=== Section Start ===

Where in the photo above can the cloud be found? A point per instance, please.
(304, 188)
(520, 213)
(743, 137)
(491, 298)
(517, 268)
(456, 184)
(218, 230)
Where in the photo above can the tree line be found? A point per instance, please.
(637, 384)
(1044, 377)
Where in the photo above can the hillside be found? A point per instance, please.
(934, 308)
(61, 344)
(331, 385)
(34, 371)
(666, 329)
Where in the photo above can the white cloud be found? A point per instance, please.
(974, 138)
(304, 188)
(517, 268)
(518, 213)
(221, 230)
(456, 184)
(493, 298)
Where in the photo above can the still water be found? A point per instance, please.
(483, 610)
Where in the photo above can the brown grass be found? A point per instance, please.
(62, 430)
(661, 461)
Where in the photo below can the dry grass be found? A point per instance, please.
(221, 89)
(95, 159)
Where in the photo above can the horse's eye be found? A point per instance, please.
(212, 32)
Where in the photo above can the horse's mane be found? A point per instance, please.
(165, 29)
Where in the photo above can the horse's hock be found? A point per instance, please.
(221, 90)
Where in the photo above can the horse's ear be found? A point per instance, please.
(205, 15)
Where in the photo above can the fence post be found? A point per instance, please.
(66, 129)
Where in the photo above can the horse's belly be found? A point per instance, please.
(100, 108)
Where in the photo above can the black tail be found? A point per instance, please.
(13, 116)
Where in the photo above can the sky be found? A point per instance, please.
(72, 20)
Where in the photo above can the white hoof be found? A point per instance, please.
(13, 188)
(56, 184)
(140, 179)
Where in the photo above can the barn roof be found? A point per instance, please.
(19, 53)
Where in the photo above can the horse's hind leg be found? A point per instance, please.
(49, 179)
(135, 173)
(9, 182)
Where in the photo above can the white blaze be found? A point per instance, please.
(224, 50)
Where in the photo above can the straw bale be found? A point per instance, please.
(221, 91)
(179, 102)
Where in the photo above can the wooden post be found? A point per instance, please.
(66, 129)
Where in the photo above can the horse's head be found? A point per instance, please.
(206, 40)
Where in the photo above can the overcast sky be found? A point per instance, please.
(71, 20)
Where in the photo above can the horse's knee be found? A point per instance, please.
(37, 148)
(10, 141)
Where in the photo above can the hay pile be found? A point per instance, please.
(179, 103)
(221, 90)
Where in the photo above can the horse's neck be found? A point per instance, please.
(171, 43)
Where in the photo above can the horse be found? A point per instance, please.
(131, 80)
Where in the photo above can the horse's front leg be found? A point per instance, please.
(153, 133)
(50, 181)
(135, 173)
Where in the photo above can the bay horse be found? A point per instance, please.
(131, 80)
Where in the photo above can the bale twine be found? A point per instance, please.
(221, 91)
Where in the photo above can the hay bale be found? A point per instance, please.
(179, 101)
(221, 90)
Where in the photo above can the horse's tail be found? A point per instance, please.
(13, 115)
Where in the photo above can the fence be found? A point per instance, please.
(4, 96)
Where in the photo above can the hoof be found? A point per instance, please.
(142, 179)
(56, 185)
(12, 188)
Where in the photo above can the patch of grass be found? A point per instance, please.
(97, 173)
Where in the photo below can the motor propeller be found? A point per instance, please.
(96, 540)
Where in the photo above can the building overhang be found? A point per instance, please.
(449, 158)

=== Section End ===

Your goal: The answer consists of the whole listing, restated exactly.

Completed task:
Where in the photo above can the cloud be found? A point per instance, please.
(304, 188)
(520, 213)
(743, 137)
(491, 298)
(517, 268)
(456, 184)
(218, 230)
Where in the photo above can the tree line be found? A point per instance, please.
(637, 384)
(1044, 377)
Where in the photo above can the hillside be found? A point per instance, please.
(934, 308)
(61, 344)
(331, 385)
(34, 371)
(666, 329)
Where in the photo above can the white cloud be found? A point per instance, please.
(974, 138)
(304, 188)
(517, 268)
(518, 213)
(221, 230)
(456, 184)
(493, 298)
Where in the photo above can the still water be found? A point per instance, please.
(483, 610)
Where in the photo above can the brown grass be found? A point per instance, please.
(62, 430)
(661, 461)
Where in the photo below can the dry grass be found? A point per instance, please.
(221, 89)
(95, 159)
Where in the photo above can the horse's eye be found? A point per instance, please.
(212, 32)
Where in the photo above can the horse's mane be found? A point per instance, please.
(165, 29)
Where in the photo above can the horse's hock be found? A point per instance, please.
(221, 90)
Where in the photo above can the horse's ear be found? A point per instance, please.
(205, 15)
Where in the photo above can the fence post be found? A point per instance, please.
(66, 129)
Where in the photo above can the horse's belly be found? A point per instance, please.
(100, 108)
Where in the photo above can the black tail be found? A point per instance, please.
(13, 116)
Where in the photo above can the sky be found? A point per instance, please.
(72, 20)
Where in the photo above can the white hoof be found? A point per instance, please.
(13, 188)
(56, 184)
(140, 179)
Where in the photo above can the barn roof be found? A point per instance, please.
(19, 53)
Where in the photo above can the horse's hind leg be found? A point per instance, please.
(49, 179)
(135, 173)
(9, 182)
Where in the photo above can the white blaze be found? A point per instance, please.
(224, 50)
Where in the photo above can the straw bale be found? A point per instance, please.
(221, 91)
(179, 102)
Where in the photo above can the wooden post be found? A point per instance, please.
(66, 129)
Where in the photo above can the horse's head be found? A point per instance, please.
(206, 40)
Where in the photo above can the overcast sky be found? A point per instance, please.
(71, 20)
Where in the photo above can the horse's knee be found? A point per instance, please.
(37, 148)
(10, 141)
Where in the photo above can the hay pile be found? A point per instance, please.
(179, 103)
(221, 90)
Where in the photo above can the horse's neck be found? A point per instance, please.
(171, 43)
Where in the photo above can the horse be found? A point per instance, please.
(131, 80)
Where in the photo above can the horse's front leg be found? A point per instance, please.
(153, 133)
(50, 181)
(135, 173)
Where in the photo above can the bay horse be found? A point per instance, please.
(131, 80)
Where in the photo above can the bale twine be found? A point per instance, please.
(221, 91)
Where in the photo above can the hay bale be found? A point per instance, please.
(179, 101)
(221, 90)
Where in the photo above can the horse's tail be found? A point per instance, please.
(13, 115)
Where in the photo above can the fence be found? A point per instance, please.
(4, 96)
Where in the photo above can the hoof be found? A point per instance, please.
(142, 179)
(56, 185)
(12, 188)
Where in the photo above can the patch of grass be found? A point per instance, please.
(97, 173)
Where in the photo below can the motor propeller be found? A point per instance, please.
(96, 540)
Where in the photo above can the building overhang be found? A point per instance, please.
(449, 158)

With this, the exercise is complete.